### Required tasks
1. Answer these questions using the article on deriving database tables from .proto files:
(a) According to the article, in which two places does a Go service end up maintaining the same entity?
(b) What kind of file does the custom protoc plugin emit?
(c) Which SQLite driver does the demo use?
2. Extend the article on deriving database tables from .proto files, starting right after its final sentence.

### Selected extract
——————

/ DISTRIBUTED SYSTEMS

Dead Reckoning for Databases

One file. One source of truth. Write a .proto message, get a database table and type-safe Go bindings.

The Core Idea

Every Go service that touches a database ends up maintaining the same entity in at least two places: a Protobuf message for the API layer and a SQL table for persistence. Add a Go struct in between and you have three. They drift. You forget to migrate. You fat-finger a column rename.

The fix is to make the .proto file authoritative and derive everything else from it. Concretely:

  • A custom protoc plugin reads your message definition and emits a CREATE TABLE DDL file.
  • A reflection-based scanner maps SQLite rows back onto your proto-generated Go structs at runtime — no hand-written Scan(&a, &b, &c) calls.

We’re using SQLite via modernc.org/sqlite (a pure-Go driver, zero CGo) to keep the demo self-contained. The same pattern ports cleanly to Postgres or MySQL.

——————

### Supplied material
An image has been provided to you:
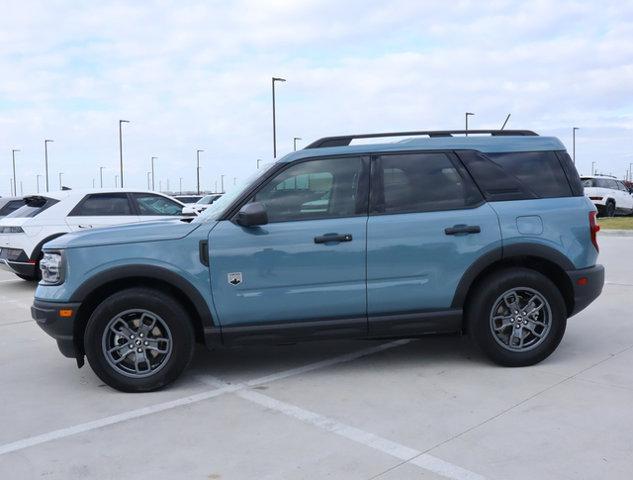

——————

### Answers for this exercise
1.
(a) In a Protobuf message for the API layer and in a SQL table for persistence.
(b) A CREATE TABLE DDL file.
(c) modernc.org/sqlite, a pure-Go driver with zero CGo.

2.
The Pipeline

The Pipeline

The runtime has no knowledge of protoc or code generation — it just sees a regular Go struct and a *sql.DB. The generated DDL is applied once at startup via db.Exec(ddlString). reflectScan() in the diagram refers to the sqlreflect package covered later: it uses Go’s reflect package to map SQL column names back to struct fields automatically, so query results land in your struct without a single hand-written rows.Scan(...) call.

Annotating Your Proto

We use custom field options to embed storage hints directly in the message. This keeps column type overrides, primary key declarations, and index hints co-located with the field they describe.

// proto/options/db.proto
syntax = "proto3";
package options;

import "google/protobuf/descriptor.proto";

option go_package = "github.com/yourorg/app/gen/options";

message DbFieldOptions {
  string column_type = 1; // e.g. "TEXT", "INTEGER", "REAL"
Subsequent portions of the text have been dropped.